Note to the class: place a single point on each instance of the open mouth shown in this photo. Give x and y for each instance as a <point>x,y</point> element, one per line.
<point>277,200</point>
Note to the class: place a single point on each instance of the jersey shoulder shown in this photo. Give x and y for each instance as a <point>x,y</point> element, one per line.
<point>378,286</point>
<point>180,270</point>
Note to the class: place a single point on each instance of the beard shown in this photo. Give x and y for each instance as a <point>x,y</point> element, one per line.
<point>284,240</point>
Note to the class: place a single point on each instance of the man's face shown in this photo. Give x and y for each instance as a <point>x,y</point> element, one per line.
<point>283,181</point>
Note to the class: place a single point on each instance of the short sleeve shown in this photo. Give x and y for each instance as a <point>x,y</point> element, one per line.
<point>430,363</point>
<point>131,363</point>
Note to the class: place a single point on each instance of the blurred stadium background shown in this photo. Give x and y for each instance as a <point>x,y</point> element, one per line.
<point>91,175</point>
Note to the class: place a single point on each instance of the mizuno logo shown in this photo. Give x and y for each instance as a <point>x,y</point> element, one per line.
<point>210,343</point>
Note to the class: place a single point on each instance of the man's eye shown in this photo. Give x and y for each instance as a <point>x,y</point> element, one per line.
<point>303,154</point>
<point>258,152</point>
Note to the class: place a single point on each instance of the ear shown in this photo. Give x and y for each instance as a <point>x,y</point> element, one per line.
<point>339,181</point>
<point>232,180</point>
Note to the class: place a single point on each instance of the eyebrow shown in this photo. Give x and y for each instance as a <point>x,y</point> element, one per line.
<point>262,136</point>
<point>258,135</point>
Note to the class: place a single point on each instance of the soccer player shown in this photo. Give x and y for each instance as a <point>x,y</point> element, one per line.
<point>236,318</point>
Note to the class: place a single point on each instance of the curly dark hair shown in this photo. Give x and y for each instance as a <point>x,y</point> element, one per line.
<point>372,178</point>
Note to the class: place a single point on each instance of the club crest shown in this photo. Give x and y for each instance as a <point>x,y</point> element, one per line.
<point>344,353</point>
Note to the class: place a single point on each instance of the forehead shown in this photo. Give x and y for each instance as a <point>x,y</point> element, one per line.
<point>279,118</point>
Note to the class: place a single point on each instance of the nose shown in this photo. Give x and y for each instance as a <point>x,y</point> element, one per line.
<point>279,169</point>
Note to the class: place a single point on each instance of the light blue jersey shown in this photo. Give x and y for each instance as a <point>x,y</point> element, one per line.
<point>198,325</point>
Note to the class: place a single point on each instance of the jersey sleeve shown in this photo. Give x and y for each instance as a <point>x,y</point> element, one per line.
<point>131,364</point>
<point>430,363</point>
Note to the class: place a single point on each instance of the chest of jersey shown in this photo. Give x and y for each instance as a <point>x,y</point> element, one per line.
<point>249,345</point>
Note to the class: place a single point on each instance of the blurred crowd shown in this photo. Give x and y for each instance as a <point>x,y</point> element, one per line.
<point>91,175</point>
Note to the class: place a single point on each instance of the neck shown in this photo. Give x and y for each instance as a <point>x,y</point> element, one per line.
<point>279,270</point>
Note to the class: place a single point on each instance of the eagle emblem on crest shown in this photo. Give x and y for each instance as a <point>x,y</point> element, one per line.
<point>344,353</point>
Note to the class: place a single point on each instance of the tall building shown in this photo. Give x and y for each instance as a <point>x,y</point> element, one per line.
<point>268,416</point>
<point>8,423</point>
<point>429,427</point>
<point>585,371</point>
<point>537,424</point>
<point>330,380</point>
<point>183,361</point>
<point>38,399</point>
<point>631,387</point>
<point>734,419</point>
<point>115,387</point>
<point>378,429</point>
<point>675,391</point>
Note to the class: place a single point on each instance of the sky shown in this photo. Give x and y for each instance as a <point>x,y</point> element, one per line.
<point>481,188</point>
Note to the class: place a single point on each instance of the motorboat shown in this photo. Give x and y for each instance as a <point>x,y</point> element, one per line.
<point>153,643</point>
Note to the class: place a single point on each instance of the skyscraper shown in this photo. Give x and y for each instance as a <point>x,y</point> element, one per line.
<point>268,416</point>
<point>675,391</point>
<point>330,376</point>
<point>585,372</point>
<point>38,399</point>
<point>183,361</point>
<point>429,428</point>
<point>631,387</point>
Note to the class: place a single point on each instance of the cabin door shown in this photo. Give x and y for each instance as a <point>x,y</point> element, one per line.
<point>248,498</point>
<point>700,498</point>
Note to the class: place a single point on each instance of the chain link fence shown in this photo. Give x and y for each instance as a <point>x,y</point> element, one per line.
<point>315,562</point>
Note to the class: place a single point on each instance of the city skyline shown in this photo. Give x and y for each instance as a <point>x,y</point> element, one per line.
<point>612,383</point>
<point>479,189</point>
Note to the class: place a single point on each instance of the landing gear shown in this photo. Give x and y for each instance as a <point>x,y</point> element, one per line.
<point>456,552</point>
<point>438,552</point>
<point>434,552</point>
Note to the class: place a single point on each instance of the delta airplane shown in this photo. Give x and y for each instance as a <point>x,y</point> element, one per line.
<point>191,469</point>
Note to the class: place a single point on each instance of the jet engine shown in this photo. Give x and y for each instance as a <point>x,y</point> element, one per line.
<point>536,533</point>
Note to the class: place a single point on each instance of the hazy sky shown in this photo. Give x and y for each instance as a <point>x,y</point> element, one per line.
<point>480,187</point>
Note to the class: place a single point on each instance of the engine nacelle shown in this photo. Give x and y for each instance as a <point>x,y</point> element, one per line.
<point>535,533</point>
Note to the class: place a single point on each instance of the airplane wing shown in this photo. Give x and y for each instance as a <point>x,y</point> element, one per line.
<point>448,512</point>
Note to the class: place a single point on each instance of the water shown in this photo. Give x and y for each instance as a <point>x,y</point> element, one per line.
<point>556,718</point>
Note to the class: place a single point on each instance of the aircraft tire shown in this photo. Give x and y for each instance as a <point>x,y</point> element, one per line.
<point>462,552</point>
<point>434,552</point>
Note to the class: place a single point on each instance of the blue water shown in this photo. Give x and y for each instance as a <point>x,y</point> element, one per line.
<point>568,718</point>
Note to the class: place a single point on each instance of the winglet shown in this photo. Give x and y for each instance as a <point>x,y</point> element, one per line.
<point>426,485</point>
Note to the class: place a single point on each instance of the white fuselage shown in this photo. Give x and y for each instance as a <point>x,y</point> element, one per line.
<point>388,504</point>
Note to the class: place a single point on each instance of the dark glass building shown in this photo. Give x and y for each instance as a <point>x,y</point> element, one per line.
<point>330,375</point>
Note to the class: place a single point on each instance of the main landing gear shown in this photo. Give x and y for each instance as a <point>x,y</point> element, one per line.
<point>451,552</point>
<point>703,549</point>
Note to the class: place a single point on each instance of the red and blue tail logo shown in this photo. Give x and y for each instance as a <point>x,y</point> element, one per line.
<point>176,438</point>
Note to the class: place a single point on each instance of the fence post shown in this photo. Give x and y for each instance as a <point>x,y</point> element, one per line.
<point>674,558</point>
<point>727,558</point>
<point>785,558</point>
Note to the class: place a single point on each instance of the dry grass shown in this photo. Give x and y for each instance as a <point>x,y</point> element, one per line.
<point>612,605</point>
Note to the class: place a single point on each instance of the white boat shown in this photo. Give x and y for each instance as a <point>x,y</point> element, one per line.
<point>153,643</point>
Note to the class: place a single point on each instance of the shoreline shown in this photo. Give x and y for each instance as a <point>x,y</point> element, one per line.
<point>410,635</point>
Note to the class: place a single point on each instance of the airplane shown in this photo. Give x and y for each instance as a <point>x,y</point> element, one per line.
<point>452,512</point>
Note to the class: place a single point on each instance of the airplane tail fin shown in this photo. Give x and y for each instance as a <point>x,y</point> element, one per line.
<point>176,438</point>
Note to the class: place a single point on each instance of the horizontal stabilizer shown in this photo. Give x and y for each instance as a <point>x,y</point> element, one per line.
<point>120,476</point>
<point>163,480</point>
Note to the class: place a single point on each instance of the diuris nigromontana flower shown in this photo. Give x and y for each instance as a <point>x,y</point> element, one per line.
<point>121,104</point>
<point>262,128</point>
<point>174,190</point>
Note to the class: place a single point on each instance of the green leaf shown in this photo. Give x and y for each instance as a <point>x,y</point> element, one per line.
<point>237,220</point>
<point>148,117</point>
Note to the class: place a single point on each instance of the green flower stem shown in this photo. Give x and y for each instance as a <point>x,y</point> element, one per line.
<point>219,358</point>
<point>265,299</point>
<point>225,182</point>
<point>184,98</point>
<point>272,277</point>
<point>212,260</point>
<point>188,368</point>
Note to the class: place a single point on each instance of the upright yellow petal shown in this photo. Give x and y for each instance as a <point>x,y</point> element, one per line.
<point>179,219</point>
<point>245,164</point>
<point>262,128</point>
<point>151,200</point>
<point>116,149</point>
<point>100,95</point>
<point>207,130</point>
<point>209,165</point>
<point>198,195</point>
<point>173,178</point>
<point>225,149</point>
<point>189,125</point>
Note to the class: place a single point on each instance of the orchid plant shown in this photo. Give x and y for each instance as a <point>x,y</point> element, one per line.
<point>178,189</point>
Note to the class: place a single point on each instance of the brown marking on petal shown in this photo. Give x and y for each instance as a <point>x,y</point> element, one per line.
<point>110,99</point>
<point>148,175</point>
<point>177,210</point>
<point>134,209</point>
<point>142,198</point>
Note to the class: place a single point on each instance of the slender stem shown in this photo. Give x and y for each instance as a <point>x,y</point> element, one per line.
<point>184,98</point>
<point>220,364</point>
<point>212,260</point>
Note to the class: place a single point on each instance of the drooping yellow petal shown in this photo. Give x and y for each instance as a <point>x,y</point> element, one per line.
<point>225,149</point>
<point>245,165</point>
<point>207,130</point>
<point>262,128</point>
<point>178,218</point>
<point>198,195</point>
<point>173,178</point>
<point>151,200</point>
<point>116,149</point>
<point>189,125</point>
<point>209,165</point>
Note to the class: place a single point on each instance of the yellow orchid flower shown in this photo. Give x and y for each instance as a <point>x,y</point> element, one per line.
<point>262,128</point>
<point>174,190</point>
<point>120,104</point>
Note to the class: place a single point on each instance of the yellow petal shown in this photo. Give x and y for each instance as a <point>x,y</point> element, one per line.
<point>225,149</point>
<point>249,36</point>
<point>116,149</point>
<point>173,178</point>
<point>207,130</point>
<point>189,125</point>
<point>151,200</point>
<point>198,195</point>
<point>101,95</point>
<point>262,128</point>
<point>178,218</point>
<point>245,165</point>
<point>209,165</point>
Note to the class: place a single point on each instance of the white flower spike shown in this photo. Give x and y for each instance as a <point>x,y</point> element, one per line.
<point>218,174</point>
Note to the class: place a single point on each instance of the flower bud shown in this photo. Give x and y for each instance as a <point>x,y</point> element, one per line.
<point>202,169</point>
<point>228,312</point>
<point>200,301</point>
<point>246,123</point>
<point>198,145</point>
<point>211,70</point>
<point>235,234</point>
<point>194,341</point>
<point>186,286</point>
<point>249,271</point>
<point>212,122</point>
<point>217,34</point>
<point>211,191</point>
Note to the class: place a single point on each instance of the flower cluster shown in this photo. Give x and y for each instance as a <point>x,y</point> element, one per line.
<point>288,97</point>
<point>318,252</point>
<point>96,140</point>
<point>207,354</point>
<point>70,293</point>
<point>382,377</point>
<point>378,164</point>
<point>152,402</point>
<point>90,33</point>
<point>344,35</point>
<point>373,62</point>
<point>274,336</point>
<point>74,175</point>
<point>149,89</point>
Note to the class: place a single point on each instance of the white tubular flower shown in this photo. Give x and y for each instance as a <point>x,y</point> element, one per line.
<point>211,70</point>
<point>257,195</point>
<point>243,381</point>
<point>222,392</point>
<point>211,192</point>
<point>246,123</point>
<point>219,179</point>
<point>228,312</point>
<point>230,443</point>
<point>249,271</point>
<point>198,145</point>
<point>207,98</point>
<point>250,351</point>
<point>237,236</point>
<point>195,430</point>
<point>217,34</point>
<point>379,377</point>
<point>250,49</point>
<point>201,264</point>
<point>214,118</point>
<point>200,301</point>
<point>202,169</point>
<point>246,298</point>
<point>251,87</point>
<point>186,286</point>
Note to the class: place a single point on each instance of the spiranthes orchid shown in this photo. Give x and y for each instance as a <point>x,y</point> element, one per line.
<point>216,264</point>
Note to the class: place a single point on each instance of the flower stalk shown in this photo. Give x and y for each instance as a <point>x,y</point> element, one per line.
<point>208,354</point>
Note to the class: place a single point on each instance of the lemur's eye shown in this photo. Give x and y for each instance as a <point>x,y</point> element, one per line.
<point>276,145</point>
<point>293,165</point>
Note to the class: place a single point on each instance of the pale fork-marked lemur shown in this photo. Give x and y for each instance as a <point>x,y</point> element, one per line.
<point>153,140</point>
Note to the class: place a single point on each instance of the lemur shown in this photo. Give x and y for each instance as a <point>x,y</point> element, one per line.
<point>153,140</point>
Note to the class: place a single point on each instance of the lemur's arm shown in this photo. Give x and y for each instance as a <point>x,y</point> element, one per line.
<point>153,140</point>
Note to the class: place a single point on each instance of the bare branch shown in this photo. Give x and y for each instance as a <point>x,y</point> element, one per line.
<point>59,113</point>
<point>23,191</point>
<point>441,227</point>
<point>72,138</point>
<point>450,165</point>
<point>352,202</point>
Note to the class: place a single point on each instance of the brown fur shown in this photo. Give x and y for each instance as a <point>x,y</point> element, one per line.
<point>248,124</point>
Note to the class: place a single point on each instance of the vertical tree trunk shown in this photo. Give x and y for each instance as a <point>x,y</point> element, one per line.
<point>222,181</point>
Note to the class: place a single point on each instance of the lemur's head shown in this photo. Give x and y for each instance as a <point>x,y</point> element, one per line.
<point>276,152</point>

☆ ☆ ☆ ☆

### Exercise directions
Put the material from the line that contains "of the blue" through the line that contains "<point>568,718</point>" into a Markdown table with the columns Row and Material line. Number each row, skip blank lines, and include no other lines.

### Exercise answer
| Row | Material line |
|---|---|
| 1 | Note to the class: place a single point on each instance of the blue water shown in this photo. Give x and y for each instance as a <point>x,y</point> element, one per line. |
| 2 | <point>568,718</point> |